[Text to read]
--*--
# New 75 Gallon Setup



## Duke79 (Jul 16, 2010)

After being out of the hobby for 28 years I am finally going to get to begin keeping fish again! I have been lurking on the discussion board for a while trying to learn as much as I could before making any purchases. But now I am getting ready to take the plunge and this is what I am considering:

75 Gallon Marineland Aquarium
CaribSea African Cichlid Sand Substrate
Marineland Emperor 400 or Aquaclear 110 for a HOB filter
Marineland C-360 or Rena Filstar xP3 for a canister filter
Marineland Stealth Pro 250W heater (if I get the C-360)
Rena Smartheater 200W (if I get the xP3)

These are the basic equipment pieces I want to use for the setup. Any suggestions on the items listed would be appreciated. The Marineland C-360 is on sale at an on-line store for around $150 which makes it very attractive.

A guy at one of the LFS suggested upgrading the lighting from the "normal" light bar included with the cookie cutter tank setup to a Corallife T-5 Series Freshwater Aqualight because I am thinking about placing some Anubias plants in the tank. I am considering that option.

Another question I have concerns water testing. Is the API 5-in-1 Test Strip system a good way to test the water? 28 years ago I didn't test the water ... I just used the "nasal -- does it smell right" test to make sure it was good.  So I need to get a simple, yet accurate, means to test the water.

I'll probably use one of the fishless cycle methods utilizing Dr. Tim's product or the Tetra SafeStart product (I know Dr. Tim was the creator of that too).

Oh ... and the fish. Here is what I am considering for my stock list:

Aulonocara stuartgranti (Ngara; Flametail Peacock) 1M, 3F
Cyrtocara moorii (Blue Dolphin) 1M, 3F
Pseudotropheus saulosi 1M, 3F
Labeotropheus fuelleborni (OB) 1M, 4F
Chromobotia macracanthus (Clown Loach) 3
Synodontis petricola 3
Bristlenose Pleco 2

The Blue Dolphins and Fuelleborni are on the list because those were two fish species I had 28 years ago and really enjoyed. The colors might be intersting because I have blue (Blue Dolphins, male Saulosi), yellow (female Saulosi), OB (Fuelleborni), and bright blue/red (Flametail). And there are different "body types" in the mix to make it nice too.

Do I have enough filtration and space for this type of stocking? It looks like I am keeping the 4 species to a 48" tank rule, but don't know if I have too many bottom feeders. I'd sure like to throw in 5 clown loaches but figure I'm pushing it already.

There will be plenty of rock ... either Lace Rock or something from a local landscape company for aquascaping. Maybe even a piece of driftwood to tie the anubias plants on with some fish line.

I'd appreciate your comments and suggestions because I'd like to order the equipment for this setup by the end of this weekend.

Thanks for all the help you've already provided through your posts on the discussion board that have guided me so far.


----------



## Gervahlt (Jun 25, 2009)

Sounds like it's going to a be a beautiful tank! I'm not the one to ask on your stocklist, but wanted to chime in on the water test kit. Get the API Master Test Kit instead. The chemical tests are much more accurate than the dip strips, although they take a bit more time to do a test. With the fish you're listing, you also will want to get something to test dH and kH (the master kit doesn't test for them).

I would suggest getting some form of brighter lighting than the standard fluorescent bulb the tank comes with now. It won't be bright enough to grow the plants (I've tried!).
--*--
[Supplied records]

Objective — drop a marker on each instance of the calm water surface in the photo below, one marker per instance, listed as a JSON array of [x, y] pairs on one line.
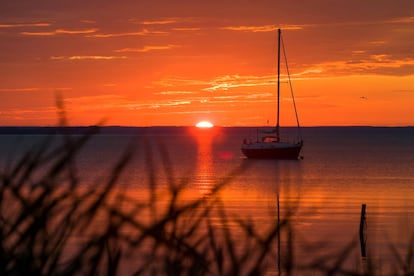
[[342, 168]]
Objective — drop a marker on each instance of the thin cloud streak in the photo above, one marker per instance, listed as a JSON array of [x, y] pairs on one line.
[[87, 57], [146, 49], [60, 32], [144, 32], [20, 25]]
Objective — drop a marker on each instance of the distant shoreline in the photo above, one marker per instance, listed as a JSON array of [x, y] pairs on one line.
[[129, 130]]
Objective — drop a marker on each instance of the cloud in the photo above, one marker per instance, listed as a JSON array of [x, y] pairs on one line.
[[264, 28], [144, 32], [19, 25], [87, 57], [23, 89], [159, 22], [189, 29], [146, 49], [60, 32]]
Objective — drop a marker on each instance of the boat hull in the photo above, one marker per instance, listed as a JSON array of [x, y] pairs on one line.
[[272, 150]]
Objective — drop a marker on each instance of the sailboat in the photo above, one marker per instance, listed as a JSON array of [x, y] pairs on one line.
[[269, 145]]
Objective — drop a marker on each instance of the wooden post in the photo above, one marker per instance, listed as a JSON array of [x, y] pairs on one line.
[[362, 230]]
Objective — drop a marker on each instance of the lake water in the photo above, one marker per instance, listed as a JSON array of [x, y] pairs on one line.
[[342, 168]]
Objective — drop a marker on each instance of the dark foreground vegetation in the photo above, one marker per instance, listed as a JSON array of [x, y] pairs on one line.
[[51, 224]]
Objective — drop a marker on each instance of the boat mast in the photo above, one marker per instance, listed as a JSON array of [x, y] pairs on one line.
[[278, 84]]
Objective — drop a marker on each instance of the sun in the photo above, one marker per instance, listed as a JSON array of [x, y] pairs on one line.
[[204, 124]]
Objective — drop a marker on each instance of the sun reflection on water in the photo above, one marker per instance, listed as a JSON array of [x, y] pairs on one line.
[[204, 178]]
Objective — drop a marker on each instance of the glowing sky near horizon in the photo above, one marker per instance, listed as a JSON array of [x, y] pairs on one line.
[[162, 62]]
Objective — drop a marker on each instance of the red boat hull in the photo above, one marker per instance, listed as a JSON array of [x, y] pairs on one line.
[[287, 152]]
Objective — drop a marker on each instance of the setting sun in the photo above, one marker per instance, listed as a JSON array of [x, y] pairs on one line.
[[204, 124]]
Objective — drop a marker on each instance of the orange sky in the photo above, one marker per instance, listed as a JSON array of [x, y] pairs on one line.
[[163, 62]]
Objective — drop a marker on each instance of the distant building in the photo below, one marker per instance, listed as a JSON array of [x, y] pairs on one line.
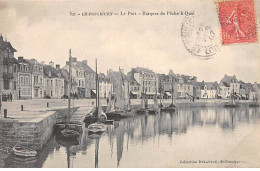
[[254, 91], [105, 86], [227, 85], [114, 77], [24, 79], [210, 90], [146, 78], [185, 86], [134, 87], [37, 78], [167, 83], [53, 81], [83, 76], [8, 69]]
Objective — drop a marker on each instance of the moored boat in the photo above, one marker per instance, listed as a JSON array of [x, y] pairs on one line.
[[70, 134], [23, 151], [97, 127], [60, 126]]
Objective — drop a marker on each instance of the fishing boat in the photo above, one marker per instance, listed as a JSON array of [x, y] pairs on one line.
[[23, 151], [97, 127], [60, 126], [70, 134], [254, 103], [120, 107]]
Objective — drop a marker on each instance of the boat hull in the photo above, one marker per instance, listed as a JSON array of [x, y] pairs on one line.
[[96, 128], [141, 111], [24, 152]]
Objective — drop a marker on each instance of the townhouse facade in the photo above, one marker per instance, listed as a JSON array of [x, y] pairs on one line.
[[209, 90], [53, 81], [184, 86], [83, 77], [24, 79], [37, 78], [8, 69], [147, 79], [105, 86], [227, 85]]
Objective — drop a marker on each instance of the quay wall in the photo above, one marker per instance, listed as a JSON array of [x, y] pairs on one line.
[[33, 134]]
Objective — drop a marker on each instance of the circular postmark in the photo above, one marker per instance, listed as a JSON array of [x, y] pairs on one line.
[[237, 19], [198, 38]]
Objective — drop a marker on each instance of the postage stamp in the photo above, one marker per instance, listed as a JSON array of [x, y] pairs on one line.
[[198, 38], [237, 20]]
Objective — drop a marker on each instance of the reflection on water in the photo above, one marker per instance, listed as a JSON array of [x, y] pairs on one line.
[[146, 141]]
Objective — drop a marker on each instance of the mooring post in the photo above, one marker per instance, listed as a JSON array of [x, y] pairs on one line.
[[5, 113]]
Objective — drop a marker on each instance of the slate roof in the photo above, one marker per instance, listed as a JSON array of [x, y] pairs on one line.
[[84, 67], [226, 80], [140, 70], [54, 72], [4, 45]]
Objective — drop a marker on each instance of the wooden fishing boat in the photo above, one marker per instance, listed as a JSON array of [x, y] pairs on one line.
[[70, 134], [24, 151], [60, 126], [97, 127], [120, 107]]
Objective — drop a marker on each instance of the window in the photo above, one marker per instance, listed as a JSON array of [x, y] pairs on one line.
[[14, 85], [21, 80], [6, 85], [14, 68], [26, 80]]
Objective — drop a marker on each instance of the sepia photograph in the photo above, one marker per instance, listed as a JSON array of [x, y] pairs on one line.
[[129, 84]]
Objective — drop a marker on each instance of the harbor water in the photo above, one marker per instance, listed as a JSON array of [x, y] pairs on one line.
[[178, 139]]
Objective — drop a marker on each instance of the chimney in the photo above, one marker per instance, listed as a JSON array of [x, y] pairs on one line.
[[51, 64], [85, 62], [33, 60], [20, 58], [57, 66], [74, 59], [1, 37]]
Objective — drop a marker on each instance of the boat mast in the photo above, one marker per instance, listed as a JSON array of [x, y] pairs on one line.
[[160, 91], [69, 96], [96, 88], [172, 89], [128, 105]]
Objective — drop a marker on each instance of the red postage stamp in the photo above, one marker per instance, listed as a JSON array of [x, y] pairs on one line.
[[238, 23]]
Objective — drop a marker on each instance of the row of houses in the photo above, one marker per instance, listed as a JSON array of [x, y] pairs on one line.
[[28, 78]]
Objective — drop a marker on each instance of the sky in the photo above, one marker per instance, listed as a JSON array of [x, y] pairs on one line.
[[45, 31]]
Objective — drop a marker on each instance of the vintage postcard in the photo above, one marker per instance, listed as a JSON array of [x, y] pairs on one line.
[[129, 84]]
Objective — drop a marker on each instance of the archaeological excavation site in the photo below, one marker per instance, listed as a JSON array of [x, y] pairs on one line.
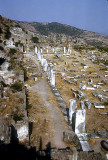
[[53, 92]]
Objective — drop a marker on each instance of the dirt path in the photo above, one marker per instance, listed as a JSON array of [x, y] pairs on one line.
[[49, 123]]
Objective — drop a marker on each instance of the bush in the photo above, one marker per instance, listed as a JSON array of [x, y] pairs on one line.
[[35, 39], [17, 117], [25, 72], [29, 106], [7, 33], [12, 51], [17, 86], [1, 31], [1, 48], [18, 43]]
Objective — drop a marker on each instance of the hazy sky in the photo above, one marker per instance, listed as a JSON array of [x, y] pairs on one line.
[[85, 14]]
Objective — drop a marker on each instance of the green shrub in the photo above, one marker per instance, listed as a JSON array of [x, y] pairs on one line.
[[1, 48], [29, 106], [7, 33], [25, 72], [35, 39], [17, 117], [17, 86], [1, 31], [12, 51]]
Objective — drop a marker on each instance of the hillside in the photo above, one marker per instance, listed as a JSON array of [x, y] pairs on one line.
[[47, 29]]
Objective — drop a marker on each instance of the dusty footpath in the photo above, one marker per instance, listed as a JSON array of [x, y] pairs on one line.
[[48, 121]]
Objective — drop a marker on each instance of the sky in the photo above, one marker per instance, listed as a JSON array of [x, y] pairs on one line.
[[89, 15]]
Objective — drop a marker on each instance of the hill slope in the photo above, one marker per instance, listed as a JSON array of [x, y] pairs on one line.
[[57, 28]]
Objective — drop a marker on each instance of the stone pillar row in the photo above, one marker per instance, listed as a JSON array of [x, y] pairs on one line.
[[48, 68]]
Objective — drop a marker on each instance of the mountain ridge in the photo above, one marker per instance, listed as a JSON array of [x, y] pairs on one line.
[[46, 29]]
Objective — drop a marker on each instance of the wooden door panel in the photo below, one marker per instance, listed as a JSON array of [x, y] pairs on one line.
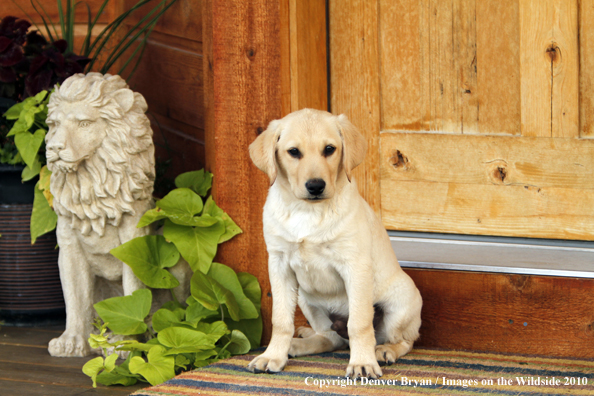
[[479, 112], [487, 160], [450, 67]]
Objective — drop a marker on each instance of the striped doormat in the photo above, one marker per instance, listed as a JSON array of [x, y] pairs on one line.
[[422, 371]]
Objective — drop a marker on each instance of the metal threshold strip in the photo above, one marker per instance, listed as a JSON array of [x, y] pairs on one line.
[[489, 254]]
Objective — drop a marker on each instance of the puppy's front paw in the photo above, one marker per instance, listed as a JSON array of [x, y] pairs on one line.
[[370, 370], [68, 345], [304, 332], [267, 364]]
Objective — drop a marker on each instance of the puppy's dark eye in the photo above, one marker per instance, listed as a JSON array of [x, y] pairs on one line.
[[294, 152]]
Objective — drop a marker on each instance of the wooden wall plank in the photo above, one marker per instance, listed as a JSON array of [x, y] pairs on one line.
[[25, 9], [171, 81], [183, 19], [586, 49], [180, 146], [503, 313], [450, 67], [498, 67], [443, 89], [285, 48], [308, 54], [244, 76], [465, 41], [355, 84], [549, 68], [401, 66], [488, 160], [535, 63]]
--*--
[Problems to work on]
1. Answer these from the 75-gallon aquarium thread:
(a) Which heater is planned if the Rena Filstar xP3 is chosen?
(b) How many clown loaches are on the stock list?
(c) Which two water parameters does the reply say the API Master Test Kit does not test?
2. Carry the 75-gallon aquarium thread forward from the end of its last post.

[Final results]
1.
(a) The Rena Smartheater 200W.
(b) Three.
(c) dH and kH.

2.
----------



## Duke79 (Jul 16, 2010)

Thanks for the suggestion Gervahlt.

I hope you don't have to be a chemistry major to use the API Master Test Kit. But I wondered if the test strips would be consistently accurate.

Will two of the T-5 series bulbs be enough lighting for a low light plant like the anubias?


----------



## rarefaction (Aug 6, 2009)

If you're considering a canister, don't cheap out with that Marineland and Rena stuff. This is where your money counts... Look at more Fluval and Eheim stuff. (yes the Eheim stuff is worth the price. A 2215 would do nicely in your setup)


----------



## Gervahlt (Jun 25, 2009)

As far as your question, I'd think a couple of T-5 bulbs would be good for the lower light plants. And no, you don't have to be a chemist to use the Master Kit. 

I've heard good things about the Marineland C-360, but no personal experience with it.


----------



## Duke79 (Jul 16, 2010)

Thanks for the input rarefaction. I'm re-reading some of the threads that are found in the equipment section of the discussion board that discuss and compare the Rena, Marineland, and Eheim canister lines. The biggest downside to the Eheim for me is that no one local carries the line so no local support if I need some help. LFS in the immediate area have the Rena and Marineland lines.

Thanks again for your responses and suggestions Gervahlt.


----------



## ridley25 (Jan 5, 2008)

Duke79 said:


> These are the basic equipment pieces I want to use for the setup. Any suggestions on the items listed would be appreciated. The Marineland C-360 is on sale at an on-line store for around $150 which makes it very attractive.


You can see reviews of all these filters in the reviews section of this site. As with any brand names you will see some Mac/PC Hatfield/McCoys back and forth about which is best - especially between Fluval and Eheim evangelists.

I've used Emperors and Aquaclears for HOBs and while neither is perfect, you can't go wrong with the 400 or the 110 - maybe it will come down to size, cost and aesthetics?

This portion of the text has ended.